◆ PROVIDED PASSAGE ◆
My wife does not want to be subservient to me. As my therapist has told me and has seen my wife in the past, she wants to be the boss and control me and be in charge of every situation.

I do agree that when she attackes me verbally, I need to walk away from her. If I were to tell her "Whey your ready to discuss this like adults I'm ready to talk until then, I'm not talking about this to you" That would set her off because she sees nothing wrong in her behavior.

I also agree that I am setting a poor example of how a man should be in front of my children.

DYFS saw my wife yesterday and told her its an open and shut case and not to worry about it so that was good news. I don't think things through enough but react like an a-hole. I should have never gone to the police.

It is a stressful environment I live in. My wife is a good mother and does so much work with my kids with all the issues they have, I wonder how she does it. My son has ADHD so its very difficult but she takes him to the doctors and supports them in their studies. If I attempt to help my son with school, she angerly responds with, "I know what you are trying to do and I don't need your help." Yet she will also complain that she does everything around the house because she gets no support and If I try to help, I don't do it correctly, or the way she thinks I should do it.

We talked to my son first about what happened when DYFS visited at school. She asked my Son, do we beat you? And he responded with Dad threaten me to hit me with a strap (that was true, but I told him back in July, I never intended to use it, I will never threaten him like that again and I am sorry). He also added, in talking to my W, you slapped me in the face. My wife said, No I don't. My son said yes you do and I added, I saw you slap him in the face. She said, that is because he slapped me first. I said, no, Nick did not slap you at all. She then apologized to Nick.

◆ DATA EXTRACTS ◆

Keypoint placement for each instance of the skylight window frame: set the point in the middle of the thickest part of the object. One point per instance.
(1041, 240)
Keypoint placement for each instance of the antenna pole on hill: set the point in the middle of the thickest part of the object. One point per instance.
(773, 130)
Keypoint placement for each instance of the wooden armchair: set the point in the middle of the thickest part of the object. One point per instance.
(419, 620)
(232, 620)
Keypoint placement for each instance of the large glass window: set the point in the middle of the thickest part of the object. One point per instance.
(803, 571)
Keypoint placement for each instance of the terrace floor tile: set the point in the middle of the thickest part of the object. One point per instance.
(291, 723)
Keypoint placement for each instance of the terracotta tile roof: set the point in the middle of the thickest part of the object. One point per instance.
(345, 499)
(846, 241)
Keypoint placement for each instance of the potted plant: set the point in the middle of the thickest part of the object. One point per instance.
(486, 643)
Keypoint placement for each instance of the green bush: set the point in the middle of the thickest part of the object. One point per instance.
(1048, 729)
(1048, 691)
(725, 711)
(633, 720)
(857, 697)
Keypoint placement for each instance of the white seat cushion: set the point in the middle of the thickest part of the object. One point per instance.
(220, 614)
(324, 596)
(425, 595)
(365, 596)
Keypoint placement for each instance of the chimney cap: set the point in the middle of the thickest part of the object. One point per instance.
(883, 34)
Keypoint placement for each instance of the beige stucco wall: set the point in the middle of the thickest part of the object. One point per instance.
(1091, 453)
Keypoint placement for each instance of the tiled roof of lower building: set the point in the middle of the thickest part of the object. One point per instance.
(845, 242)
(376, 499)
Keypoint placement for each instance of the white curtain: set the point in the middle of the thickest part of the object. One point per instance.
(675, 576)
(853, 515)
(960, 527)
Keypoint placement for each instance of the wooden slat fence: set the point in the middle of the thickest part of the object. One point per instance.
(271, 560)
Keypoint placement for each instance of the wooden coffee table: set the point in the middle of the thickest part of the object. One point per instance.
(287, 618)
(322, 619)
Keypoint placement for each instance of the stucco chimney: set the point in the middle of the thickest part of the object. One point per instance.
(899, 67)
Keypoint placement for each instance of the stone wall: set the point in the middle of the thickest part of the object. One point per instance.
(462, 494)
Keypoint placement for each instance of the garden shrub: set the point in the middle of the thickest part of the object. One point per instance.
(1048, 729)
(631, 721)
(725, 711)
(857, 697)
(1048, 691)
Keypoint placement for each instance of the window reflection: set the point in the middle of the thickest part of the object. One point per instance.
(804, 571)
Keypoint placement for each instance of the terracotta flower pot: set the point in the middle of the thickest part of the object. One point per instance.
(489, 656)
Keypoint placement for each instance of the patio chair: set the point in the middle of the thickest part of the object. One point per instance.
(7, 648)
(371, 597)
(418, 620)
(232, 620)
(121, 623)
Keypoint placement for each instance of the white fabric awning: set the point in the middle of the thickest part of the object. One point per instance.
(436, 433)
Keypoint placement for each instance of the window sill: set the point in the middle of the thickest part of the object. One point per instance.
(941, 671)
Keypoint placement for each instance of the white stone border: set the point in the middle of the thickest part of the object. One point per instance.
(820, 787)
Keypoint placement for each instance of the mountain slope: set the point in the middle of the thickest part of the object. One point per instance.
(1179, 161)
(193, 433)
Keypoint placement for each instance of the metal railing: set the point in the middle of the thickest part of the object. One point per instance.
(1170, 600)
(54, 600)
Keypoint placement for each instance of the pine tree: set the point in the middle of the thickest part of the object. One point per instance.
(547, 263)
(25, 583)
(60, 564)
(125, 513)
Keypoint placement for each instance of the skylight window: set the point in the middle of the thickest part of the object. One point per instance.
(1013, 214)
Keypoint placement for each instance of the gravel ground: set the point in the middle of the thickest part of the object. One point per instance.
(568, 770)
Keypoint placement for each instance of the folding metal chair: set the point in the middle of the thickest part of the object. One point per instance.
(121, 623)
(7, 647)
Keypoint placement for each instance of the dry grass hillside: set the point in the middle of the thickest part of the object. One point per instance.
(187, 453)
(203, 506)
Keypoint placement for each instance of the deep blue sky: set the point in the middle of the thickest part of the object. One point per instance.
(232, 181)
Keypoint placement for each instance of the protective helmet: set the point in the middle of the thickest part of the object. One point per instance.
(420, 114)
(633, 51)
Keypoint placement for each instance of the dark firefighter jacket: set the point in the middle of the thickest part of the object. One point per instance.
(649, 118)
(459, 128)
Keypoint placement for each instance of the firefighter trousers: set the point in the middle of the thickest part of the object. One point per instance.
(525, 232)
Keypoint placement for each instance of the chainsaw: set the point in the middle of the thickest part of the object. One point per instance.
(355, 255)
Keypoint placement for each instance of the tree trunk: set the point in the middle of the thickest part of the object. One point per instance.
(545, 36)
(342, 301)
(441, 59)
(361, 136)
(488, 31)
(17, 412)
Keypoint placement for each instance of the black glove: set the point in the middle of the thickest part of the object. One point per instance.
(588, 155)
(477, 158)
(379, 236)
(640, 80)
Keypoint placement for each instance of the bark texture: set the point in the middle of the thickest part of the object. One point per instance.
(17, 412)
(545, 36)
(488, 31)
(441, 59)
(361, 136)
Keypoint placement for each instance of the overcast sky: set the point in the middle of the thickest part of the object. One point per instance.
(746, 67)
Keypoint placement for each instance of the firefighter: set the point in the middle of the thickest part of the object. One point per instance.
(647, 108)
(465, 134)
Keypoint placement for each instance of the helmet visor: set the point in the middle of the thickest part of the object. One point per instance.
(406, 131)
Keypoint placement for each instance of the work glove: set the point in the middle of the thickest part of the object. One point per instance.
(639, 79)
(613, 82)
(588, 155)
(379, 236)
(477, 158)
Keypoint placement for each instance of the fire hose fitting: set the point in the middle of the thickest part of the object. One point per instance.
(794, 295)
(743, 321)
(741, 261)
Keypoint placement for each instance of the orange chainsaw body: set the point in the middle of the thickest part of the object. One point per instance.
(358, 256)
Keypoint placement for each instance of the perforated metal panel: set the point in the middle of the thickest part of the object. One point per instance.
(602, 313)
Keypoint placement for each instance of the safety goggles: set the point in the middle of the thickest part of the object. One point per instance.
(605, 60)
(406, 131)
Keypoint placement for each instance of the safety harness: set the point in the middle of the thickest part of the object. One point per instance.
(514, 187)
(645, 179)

◆ TASK LIST ◆
#1 Summarize the post about the writer's marriage in two sentences.
#2 Extract the portion of the post about the writer's marriage starting with "My wife does" and going on through "of every situation.".

◆ RESPONSES BY ITEM NUMBER ◆
#1 The writer describes a stressful home with a wife who, according to the writer's therapist, wants to be in charge, and admits to reacting badly, setting a poor example for the children, and wrongly going to the police. The writer praises the wife's work with the children, including a son with ADHD, and recounts a talk after a DYFS visit in which the son said his father had threatened him with a strap and his mother had slapped him, after which she apologized.

#2
My wife does not want to be subservient to me. As my therapist has told me and has seen my wife in the past, she wants to be the boss and control me and be in charge of every situation.